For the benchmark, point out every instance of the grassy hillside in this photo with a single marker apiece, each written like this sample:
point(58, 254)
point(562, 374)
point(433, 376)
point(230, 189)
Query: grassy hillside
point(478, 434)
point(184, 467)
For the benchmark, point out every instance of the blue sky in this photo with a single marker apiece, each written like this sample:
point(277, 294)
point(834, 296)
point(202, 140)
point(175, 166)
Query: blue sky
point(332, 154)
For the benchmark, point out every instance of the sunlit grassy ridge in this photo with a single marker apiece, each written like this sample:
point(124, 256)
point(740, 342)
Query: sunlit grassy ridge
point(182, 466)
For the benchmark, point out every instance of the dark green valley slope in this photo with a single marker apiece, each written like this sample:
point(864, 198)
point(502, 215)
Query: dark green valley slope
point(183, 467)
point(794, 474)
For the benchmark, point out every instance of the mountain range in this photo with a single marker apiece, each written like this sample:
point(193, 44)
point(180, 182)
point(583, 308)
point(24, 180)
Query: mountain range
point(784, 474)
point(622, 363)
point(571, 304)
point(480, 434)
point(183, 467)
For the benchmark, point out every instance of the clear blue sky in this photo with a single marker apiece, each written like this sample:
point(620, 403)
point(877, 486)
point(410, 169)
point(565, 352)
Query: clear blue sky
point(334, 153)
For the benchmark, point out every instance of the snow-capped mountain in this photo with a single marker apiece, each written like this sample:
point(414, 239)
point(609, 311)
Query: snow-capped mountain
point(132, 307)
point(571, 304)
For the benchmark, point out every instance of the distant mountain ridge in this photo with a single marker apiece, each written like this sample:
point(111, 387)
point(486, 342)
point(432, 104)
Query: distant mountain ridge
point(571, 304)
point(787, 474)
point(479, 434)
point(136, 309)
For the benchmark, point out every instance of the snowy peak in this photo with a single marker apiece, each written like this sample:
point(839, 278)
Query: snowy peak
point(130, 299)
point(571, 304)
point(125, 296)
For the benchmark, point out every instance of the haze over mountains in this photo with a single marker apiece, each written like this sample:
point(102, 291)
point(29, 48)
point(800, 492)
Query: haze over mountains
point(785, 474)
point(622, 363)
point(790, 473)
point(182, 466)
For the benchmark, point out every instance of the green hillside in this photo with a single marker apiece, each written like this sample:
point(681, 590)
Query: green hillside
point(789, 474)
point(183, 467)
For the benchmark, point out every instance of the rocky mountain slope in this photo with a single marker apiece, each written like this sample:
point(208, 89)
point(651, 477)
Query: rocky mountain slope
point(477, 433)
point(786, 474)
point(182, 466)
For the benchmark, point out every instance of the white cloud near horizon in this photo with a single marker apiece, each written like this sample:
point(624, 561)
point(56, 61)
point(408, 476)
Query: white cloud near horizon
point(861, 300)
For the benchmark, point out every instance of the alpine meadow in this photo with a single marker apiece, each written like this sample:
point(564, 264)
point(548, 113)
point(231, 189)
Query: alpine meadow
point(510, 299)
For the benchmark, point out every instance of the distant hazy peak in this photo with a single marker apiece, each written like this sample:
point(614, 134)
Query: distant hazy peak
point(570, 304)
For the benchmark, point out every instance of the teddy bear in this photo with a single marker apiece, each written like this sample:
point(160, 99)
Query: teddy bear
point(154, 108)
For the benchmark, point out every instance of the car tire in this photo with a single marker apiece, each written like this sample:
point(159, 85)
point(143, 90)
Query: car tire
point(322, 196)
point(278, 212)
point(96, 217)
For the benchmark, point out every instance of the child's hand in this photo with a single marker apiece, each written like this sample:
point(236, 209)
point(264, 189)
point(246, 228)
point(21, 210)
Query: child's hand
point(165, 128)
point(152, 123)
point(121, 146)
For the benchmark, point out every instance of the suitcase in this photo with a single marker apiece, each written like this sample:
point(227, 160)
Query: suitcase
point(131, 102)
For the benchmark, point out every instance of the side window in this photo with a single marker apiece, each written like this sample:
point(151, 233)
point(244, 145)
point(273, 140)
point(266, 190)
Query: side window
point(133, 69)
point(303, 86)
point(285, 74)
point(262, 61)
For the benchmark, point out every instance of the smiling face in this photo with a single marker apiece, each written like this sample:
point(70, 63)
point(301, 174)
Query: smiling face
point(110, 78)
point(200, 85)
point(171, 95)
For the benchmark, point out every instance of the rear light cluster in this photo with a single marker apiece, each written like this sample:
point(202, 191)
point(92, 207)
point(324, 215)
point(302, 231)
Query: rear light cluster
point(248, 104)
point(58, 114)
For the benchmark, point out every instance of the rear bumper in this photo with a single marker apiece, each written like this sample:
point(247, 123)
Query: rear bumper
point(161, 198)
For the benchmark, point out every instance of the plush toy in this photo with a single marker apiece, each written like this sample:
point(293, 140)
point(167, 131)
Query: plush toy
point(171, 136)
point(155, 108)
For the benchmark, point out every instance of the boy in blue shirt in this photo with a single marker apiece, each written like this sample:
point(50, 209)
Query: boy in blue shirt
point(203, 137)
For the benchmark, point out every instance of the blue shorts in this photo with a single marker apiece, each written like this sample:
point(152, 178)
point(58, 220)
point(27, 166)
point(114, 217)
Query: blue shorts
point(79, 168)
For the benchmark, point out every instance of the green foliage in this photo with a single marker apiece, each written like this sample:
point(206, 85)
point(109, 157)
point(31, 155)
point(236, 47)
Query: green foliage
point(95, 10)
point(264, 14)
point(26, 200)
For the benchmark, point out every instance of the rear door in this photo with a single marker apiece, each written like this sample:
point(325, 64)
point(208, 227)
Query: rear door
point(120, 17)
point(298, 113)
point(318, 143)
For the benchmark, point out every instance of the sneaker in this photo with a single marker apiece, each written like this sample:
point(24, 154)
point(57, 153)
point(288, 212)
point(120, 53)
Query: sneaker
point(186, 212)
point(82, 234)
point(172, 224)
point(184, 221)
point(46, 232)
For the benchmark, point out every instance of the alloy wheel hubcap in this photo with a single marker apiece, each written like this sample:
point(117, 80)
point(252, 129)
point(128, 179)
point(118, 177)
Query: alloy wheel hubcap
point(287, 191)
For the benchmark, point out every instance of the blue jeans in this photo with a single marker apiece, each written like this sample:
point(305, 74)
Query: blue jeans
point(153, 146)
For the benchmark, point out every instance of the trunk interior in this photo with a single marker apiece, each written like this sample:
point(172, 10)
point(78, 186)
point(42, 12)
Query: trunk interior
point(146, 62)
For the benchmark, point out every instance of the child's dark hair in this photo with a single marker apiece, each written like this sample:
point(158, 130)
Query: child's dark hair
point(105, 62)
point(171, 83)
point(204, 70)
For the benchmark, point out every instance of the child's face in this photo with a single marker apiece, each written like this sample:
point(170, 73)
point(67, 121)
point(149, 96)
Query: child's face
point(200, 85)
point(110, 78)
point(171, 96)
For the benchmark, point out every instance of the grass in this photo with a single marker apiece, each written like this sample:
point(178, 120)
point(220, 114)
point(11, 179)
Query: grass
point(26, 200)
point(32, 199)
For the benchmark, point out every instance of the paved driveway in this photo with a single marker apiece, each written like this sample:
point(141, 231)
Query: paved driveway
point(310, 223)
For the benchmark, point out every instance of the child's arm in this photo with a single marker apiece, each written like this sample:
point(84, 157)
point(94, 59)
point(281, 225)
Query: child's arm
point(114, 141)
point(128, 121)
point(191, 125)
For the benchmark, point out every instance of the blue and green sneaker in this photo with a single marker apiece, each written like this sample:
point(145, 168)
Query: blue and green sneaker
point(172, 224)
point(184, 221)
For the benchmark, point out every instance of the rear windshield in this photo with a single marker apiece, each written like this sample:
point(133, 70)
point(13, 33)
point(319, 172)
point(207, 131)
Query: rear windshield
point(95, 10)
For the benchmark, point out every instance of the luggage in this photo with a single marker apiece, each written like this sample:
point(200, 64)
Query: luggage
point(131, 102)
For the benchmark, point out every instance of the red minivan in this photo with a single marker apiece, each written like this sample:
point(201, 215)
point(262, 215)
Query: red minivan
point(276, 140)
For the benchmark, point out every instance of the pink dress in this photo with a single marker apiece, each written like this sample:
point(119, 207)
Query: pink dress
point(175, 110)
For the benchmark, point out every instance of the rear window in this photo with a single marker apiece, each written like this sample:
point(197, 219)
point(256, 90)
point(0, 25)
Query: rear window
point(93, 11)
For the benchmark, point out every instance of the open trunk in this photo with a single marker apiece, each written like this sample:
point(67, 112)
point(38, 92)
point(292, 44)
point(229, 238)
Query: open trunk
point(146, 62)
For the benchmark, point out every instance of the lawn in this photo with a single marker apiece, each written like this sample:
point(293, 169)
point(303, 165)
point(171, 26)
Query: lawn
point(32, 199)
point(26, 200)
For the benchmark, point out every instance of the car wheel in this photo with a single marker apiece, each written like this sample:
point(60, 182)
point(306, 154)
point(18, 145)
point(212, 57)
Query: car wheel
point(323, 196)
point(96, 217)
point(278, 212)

•••••

Copy out, word for word, the lines of the items starting at the line that contains "For the benchmark, point out every instance of the child's hand" and ending at the line that contains "point(155, 108)", including both of those lines.

» **Correct answer**:
For the benchmark, point out every instance of the child's hand in this photo with a single marker apiece, each written like this sample:
point(236, 209)
point(264, 189)
point(246, 228)
point(21, 210)
Query: child's hand
point(165, 128)
point(152, 123)
point(121, 146)
For the benchmark, point out every instance of the suitcase in this photo with a single marker apiece, each written like this sample:
point(227, 160)
Query: suitcase
point(131, 102)
For the benchmark, point out every instance of the side window in this photo with a single marker apiece, each written like this sample:
point(151, 233)
point(244, 145)
point(273, 140)
point(266, 190)
Query: side window
point(133, 69)
point(303, 86)
point(285, 74)
point(262, 61)
For the benchmark, point out every instance of the smiling face in this photo with a single marker apiece, each written like this sample:
point(70, 63)
point(301, 174)
Query: smiling face
point(110, 78)
point(200, 85)
point(171, 95)
For the benchmark, point out every instance of the rear light cluster in this photo with a single marker apiece, each written like this sample:
point(202, 191)
point(92, 207)
point(324, 215)
point(302, 231)
Query: rear light cluster
point(248, 104)
point(58, 114)
For the benchmark, point out every instance of the rear bumper in this photo with a single marker apiece, each written like this sample:
point(247, 123)
Query: rear bumper
point(161, 198)
For the benchmark, point out every instance of the plush toy in this photo with a single marker apiece, each written like this sample:
point(293, 140)
point(167, 131)
Query: plush toy
point(171, 136)
point(155, 108)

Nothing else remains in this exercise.